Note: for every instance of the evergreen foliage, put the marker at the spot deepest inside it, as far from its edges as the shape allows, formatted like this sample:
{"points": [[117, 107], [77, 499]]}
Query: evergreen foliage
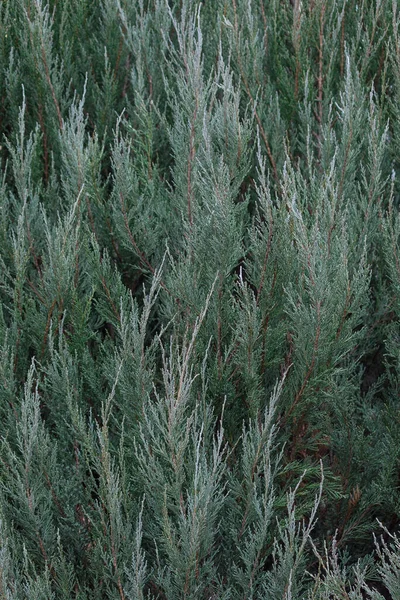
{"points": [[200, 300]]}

==

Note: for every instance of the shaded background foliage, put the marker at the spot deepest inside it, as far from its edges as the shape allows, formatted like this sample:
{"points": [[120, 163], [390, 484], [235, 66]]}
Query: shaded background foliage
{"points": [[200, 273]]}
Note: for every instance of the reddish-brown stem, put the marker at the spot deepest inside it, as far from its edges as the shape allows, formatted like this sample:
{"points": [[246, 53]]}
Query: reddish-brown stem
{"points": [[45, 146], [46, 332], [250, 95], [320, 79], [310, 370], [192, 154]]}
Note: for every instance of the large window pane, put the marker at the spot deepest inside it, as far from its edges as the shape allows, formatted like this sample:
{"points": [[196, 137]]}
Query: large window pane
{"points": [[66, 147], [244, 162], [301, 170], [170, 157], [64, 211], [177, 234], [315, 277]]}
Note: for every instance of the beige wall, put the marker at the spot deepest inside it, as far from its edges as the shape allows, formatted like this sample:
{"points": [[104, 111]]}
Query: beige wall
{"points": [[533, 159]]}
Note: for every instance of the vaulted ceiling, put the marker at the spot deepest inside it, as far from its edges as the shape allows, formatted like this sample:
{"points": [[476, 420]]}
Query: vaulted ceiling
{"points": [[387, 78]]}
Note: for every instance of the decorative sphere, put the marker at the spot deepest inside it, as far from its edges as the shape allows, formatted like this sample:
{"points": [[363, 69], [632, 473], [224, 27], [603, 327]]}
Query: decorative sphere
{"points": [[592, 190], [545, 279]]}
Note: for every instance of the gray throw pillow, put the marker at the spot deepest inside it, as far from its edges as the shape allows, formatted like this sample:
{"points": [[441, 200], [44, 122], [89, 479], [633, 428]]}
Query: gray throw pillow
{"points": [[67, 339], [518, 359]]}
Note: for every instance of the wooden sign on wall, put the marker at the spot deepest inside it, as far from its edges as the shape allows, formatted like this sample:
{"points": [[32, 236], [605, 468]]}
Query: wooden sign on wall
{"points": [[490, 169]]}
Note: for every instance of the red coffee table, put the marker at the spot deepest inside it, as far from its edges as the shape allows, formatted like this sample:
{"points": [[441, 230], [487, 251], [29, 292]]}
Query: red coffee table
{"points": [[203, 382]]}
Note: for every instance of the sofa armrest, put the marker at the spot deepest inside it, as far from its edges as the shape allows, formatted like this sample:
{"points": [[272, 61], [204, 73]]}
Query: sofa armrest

What you have to do ::
Can you copy, word for word, the lines that start with the line containing "Note: for every instance of the red coffee" and run through the line containing "Query: sofa armrest"?

Task solution ::
Note: for every instance of the red coffee table, put the marker at the spot deepest inside it, as far from its edges as the shape allows, formatted like this sample:
{"points": [[441, 230], [487, 251], [29, 292]]}
Query: red coffee table
{"points": [[203, 382]]}
Note: for every instance of the sofa armrest, put the marker at the spot deepest inside it, as far from its edges as the shape allows, formatted like this sample:
{"points": [[272, 61], [204, 73]]}
Query: sofa armrest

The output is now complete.